## Extrahierter Text:
━━━
Neues Informationsportal beleuchtet den kommunistischen Geheimdienst StB
Die Europäische Plattform für Erinnerung und Gedenken hat am Donnerstag ein aufsehenerregendes Informationsportal gestartet. Die tschechisch-englische Webseite vermittelt einen umfassenden Einblick in die Strukturen des ehemaligen tschechoslowakischen Geheimdienstes StB. Sie soll dazu beitragen, dass die Menschen die Geschichte des kommunistischen Regimes und dessen Einfluss auf die heutige Gesellschaft besser verstehen. Die Direktorin der Plattform, Neela Winkelmann, gibt Auskunft über das Portal.
━━━
Gesammelte Daten:
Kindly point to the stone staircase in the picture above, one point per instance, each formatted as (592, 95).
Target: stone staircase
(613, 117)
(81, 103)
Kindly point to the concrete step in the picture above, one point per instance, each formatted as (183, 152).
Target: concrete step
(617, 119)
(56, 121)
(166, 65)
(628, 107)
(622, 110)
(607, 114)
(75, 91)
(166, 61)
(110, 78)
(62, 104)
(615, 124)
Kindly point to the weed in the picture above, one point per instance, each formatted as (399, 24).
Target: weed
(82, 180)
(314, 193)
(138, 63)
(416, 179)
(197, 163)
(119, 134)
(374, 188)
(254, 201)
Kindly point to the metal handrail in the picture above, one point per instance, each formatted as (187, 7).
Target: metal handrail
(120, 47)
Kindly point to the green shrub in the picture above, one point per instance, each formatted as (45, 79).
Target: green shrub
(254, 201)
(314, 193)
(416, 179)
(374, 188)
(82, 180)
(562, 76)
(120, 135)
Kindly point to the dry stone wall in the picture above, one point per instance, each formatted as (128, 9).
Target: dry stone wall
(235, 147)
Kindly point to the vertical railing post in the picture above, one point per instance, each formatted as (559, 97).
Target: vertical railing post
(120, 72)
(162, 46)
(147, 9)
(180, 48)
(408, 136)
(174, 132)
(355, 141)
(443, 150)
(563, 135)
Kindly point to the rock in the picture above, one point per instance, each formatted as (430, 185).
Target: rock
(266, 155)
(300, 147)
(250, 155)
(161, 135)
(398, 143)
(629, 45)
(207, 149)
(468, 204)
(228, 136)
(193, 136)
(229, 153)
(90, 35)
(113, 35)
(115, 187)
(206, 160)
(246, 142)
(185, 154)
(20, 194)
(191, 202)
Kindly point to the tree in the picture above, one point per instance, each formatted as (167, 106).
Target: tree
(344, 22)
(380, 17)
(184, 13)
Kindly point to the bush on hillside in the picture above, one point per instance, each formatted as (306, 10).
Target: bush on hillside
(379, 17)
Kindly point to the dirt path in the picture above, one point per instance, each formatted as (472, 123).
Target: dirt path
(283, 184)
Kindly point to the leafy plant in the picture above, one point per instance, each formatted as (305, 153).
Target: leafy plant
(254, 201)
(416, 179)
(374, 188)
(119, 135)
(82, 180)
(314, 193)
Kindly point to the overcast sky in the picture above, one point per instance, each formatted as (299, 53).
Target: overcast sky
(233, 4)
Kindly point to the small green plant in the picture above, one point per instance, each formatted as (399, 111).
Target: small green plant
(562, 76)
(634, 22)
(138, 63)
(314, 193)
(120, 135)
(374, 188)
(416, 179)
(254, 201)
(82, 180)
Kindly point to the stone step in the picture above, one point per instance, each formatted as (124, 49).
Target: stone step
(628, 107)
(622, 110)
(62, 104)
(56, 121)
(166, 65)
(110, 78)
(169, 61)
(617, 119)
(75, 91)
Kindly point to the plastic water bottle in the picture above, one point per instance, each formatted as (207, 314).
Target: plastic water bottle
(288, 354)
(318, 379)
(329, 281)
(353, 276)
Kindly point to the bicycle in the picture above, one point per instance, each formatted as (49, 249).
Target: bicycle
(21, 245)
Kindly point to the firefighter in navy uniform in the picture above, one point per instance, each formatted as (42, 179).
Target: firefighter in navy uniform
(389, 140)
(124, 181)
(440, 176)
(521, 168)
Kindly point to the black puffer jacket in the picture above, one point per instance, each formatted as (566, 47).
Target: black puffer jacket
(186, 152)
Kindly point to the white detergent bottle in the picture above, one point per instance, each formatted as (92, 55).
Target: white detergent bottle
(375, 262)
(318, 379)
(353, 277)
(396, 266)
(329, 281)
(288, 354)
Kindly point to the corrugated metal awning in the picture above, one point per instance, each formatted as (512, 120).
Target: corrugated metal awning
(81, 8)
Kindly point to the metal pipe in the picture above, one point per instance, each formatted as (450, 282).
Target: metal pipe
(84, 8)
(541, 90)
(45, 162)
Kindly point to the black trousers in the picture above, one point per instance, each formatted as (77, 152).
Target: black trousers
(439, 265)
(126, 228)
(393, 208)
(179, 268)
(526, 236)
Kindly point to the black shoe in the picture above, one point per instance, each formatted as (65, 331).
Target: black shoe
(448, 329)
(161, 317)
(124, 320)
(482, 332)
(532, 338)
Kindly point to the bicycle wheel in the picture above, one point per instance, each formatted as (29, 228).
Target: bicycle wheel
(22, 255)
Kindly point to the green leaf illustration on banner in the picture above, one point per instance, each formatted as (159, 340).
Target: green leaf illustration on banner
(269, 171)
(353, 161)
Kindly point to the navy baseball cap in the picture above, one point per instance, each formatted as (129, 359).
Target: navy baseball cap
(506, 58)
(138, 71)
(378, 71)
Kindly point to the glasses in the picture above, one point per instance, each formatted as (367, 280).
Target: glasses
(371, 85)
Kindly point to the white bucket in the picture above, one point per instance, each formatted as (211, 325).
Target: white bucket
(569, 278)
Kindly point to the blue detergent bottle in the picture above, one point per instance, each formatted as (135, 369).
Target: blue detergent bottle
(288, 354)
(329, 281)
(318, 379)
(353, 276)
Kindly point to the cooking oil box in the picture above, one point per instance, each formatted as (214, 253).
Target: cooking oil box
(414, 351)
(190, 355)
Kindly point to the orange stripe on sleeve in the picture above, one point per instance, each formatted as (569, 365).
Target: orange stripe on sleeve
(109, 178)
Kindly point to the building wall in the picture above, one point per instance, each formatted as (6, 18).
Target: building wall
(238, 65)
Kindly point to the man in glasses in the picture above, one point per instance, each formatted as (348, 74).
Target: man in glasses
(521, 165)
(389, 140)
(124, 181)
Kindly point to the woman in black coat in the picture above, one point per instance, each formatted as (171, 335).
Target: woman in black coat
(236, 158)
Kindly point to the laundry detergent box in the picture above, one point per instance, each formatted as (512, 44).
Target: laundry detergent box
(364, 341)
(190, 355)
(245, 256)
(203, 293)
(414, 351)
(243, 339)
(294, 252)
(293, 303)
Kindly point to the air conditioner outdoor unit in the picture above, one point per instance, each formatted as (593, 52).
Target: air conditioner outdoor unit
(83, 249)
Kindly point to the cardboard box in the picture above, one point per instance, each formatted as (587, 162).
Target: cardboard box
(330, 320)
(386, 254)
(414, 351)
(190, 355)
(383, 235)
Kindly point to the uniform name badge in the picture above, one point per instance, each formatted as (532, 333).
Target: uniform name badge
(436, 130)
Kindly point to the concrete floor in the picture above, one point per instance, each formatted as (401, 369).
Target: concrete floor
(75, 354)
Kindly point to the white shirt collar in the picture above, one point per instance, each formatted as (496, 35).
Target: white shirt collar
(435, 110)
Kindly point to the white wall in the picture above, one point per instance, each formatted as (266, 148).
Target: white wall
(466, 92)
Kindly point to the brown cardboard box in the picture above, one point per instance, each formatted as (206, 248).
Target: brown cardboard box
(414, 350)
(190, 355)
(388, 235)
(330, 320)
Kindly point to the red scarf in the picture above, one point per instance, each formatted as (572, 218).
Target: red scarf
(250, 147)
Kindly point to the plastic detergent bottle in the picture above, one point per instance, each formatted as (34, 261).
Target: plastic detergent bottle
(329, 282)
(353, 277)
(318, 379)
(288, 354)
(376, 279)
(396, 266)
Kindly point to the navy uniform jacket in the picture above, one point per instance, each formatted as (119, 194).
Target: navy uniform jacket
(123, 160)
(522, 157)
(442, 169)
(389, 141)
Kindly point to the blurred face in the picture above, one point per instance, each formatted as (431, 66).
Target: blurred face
━━━
## Schriftliche Aufgaben:
1. Erkläre in ein bis drei Sätzen, wozu die Webseite laut dem Text über das StB-Portal beitragen soll.
2. Wer ist laut dem Text über das StB-Portal die Direktorin der Europäischen Plattform für Erinnerung und Gedenken?
3. Schreibe aus dem Text über das StB-Portal die Stelle von „Neues Informationsportal beleuchtet“ bis „über das Portal.“ wortgetreu ab.

## Die Lösungen:
1. Die Webseite soll dazu beitragen, dass die Menschen die Geschichte des kommunistischen Regimes besser verstehen. Außerdem sollen sie dessen Einfluss auf die heutige Gesellschaft besser verstehen.

2. Neela Winkelmann.

3.
Neues Informationsportal beleuchtet den kommunistischen Geheimdienst StB
Die Europäische Plattform für Erinnerung und Gedenken hat am Donnerstag ein aufsehenerregendes Informationsportal gestartet. Die tschechisch-englische Webseite vermittelt einen umfassenden Einblick in die Strukturen des ehemaligen tschechoslowakischen Geheimdienstes StB. Sie soll dazu beitragen, dass die Menschen die Geschichte des kommunistischen Regimes und dessen Einfluss auf die heutige Gesellschaft besser verstehen. Die Direktorin der Plattform, Neela Winkelmann, gibt Auskunft über das Portal.